▸ **TEXT**
— BEGIN —

Expressing myself through the written word is my preferred form of communication, but also the one that gets me into the most trouble. In its favor, it has a permanence that can allow for interpretation further on down the road. Or at least that is what I always hope will happen, after the initial misunderstanding. Words spoken off the cuff, in anger, also can have lasting effects, but re-living them only happens in one's mind until most of what was said is forgotten, to resurface only in the safety of a counselor's office or triggered by the next time it happens.
I put a lot of time into my plan to leave my job, hoping beyond hope that this time I could curb some of the fallout, the unnecessary drama that keeps everyone from having a good day.
To begin, I did not want to leave my job. In fact, I really liked my job, in spite of the assessment of a previous director who did not realize I was educated, competent or even human. At that time, I was reduced to the output of a laptop computer that crashed frequently causing me to lose all of my hard work and making it appear as though I had no skills when in reality the IT guy (may he rest in peace) told me my computer was broken. Hoping I would not end up in the same condition, I was given a computer of a woman who threw things in her cubicle the day she left until they told her they WOULD pay her for her vacation days after all, and she was able to calm down and collect her things in a box.

— END —

▸ **EXTRACTED ENTRIES**
— BEGIN —

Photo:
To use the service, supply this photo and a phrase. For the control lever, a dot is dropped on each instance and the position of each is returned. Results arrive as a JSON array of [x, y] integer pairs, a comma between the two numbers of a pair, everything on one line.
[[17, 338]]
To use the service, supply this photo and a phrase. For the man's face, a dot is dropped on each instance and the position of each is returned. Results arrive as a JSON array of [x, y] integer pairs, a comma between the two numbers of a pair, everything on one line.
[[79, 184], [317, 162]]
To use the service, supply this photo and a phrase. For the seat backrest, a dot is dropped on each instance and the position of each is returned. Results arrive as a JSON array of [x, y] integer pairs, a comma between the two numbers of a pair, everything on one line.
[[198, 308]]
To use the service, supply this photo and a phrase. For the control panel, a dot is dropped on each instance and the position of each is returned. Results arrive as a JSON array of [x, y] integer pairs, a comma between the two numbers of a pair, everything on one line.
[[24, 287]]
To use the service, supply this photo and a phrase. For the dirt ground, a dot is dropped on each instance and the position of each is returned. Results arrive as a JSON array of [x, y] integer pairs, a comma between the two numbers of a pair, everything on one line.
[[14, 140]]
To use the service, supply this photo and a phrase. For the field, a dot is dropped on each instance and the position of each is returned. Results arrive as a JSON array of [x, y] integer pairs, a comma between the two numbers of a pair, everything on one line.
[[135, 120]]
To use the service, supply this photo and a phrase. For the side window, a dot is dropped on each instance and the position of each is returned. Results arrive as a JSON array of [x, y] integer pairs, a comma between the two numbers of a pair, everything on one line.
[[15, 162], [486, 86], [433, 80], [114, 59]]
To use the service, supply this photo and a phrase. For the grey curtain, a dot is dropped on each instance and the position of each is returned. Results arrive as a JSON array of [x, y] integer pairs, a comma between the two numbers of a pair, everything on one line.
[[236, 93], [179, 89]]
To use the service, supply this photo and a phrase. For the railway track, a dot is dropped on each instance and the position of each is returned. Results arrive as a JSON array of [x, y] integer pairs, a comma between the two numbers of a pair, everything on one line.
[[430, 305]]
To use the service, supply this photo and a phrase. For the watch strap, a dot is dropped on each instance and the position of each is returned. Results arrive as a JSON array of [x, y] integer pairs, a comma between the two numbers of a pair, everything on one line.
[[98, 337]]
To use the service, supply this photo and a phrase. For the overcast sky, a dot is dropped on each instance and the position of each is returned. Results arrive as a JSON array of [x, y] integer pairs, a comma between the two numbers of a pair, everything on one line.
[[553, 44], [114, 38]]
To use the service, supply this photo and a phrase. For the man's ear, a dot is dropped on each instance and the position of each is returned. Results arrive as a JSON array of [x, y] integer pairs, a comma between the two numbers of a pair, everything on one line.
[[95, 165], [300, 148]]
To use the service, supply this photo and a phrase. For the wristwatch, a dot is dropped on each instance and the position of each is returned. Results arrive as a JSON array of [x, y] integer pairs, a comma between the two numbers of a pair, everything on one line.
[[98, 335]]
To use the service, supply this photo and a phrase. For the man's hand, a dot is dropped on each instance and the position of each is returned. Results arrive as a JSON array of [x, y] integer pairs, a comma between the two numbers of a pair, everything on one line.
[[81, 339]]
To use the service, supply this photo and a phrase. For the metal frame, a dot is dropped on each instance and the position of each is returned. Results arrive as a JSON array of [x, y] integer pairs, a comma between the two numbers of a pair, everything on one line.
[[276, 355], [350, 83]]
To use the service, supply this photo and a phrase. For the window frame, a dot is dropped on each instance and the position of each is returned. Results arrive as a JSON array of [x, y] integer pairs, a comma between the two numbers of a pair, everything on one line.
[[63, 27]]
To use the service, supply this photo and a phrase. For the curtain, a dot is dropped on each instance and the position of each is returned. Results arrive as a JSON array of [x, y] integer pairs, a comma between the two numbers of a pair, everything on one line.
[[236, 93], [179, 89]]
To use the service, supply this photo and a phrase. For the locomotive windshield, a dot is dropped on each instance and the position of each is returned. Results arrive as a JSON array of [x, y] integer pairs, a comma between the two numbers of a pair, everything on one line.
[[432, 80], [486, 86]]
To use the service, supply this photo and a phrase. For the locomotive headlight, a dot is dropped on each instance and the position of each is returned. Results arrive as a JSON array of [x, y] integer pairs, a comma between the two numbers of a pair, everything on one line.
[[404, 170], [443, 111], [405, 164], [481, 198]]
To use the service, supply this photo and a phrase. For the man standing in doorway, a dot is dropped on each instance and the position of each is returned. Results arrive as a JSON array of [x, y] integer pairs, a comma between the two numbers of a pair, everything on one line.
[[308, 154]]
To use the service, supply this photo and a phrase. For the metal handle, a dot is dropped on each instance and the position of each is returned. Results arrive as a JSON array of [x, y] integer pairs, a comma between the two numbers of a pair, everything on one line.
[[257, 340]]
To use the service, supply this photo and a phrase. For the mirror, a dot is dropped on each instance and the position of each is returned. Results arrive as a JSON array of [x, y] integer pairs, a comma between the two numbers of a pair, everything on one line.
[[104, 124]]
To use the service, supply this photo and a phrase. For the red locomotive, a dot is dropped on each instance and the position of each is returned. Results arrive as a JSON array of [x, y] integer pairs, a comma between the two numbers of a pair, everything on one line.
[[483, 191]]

— END —

▸ **WHAT YOU HAVE TO DO**
In the essay about leaving a job, what did the IT guy tell the writer about the laptop computer? The listing comes from a separate source.

▸ **RESPONSE**
He said the computer was broken.